• **REQUIREMENTS**
Copy out, unchanged, the rows from the line containing "Expected behaviour: mark a point on the concrete" through the end of the rows, including both ends.

[Location identification entries]
+++

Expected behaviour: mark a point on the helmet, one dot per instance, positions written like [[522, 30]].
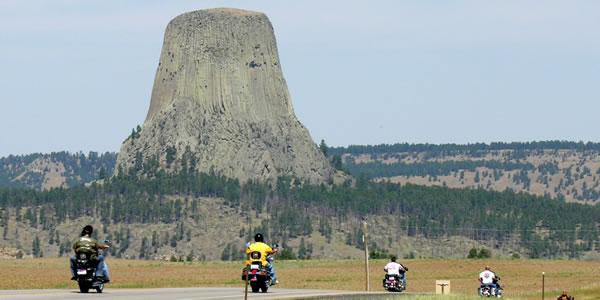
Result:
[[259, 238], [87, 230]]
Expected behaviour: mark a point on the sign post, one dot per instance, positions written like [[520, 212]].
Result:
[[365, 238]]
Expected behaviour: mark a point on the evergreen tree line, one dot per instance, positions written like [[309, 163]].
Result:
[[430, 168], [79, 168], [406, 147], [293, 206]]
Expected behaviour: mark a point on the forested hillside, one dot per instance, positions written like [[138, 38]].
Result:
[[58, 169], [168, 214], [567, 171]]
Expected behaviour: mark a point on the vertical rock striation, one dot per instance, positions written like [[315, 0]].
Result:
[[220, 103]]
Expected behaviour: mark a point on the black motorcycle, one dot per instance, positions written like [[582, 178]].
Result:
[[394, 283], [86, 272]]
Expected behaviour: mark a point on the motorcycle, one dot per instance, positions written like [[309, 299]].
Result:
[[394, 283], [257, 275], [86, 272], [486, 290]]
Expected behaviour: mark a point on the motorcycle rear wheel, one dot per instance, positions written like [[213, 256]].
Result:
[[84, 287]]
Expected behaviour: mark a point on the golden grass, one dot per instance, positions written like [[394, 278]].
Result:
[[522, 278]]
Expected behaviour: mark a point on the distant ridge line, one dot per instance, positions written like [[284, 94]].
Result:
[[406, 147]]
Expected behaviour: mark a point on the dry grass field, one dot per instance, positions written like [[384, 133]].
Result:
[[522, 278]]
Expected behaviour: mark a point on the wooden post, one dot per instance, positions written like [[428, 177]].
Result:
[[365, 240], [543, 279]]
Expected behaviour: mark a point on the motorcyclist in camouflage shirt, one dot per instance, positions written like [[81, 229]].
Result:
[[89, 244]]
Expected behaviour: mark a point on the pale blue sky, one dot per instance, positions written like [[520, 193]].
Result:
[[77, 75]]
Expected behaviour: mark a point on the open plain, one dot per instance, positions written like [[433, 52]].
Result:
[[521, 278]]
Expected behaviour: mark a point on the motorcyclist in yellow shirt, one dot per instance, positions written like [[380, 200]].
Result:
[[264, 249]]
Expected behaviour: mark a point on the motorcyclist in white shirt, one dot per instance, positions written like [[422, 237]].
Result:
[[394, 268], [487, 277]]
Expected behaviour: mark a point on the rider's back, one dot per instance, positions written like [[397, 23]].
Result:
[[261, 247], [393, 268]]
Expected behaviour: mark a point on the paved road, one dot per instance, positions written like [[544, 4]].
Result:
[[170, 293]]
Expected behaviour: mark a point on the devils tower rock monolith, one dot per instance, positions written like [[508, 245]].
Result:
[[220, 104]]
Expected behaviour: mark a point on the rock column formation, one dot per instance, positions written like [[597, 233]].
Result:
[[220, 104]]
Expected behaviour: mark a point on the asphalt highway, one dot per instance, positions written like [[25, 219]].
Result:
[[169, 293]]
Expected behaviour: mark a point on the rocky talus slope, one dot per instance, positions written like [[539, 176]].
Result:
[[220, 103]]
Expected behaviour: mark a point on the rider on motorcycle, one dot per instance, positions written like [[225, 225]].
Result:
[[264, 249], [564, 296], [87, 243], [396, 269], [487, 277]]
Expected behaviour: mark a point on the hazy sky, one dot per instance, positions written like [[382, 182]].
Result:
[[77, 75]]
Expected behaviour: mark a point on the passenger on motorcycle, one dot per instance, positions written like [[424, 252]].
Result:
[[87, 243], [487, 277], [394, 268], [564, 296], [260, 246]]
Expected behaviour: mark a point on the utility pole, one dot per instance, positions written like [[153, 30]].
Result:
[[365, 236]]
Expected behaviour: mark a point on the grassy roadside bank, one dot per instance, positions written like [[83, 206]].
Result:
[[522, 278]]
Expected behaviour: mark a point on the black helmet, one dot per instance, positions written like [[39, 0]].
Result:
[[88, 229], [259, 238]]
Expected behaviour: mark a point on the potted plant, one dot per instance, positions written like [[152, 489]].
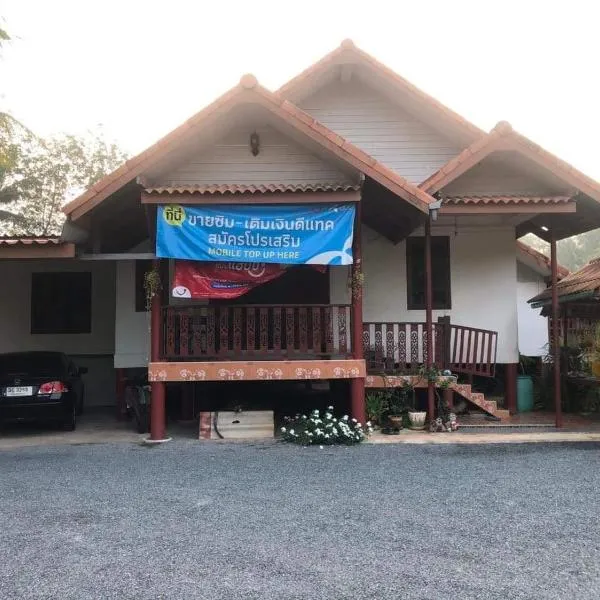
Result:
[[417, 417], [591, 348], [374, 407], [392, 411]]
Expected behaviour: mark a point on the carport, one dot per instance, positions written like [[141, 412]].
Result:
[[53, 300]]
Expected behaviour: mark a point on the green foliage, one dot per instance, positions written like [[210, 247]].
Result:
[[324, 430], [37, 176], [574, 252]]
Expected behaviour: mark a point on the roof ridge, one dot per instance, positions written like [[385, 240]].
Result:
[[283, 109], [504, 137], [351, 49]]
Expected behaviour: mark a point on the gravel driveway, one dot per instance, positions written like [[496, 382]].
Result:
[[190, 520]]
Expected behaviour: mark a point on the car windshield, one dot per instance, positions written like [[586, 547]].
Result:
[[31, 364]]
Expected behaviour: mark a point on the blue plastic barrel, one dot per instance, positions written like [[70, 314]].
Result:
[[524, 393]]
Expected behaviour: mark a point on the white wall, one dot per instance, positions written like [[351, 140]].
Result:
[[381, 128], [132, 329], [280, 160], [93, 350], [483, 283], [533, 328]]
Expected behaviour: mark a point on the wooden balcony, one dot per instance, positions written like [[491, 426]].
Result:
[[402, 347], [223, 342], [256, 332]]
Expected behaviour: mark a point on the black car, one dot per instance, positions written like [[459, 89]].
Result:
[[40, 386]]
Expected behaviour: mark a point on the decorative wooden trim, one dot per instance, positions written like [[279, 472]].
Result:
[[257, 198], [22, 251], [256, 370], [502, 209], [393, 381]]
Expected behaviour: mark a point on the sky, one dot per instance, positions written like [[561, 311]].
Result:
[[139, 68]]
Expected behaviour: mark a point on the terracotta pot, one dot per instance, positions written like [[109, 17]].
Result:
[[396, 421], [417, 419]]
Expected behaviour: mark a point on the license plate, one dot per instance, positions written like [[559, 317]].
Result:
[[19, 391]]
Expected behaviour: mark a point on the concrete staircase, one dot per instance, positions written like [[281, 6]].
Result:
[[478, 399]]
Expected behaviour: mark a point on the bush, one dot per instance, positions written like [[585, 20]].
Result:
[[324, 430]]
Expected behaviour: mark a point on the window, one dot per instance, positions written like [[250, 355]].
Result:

+++

• **RESULT**
Expected behaviour: mark a point on the concrete staircase, one dot per instance, positions written like [[281, 6]].
Result:
[[478, 399]]
Expected behaviour: mark a point on the bush, one dot per instance, positions written like [[585, 20]].
Result:
[[324, 430]]
Expected behaviour: mark a point on the window, one dot per instance, positions written like [[250, 355]].
Result:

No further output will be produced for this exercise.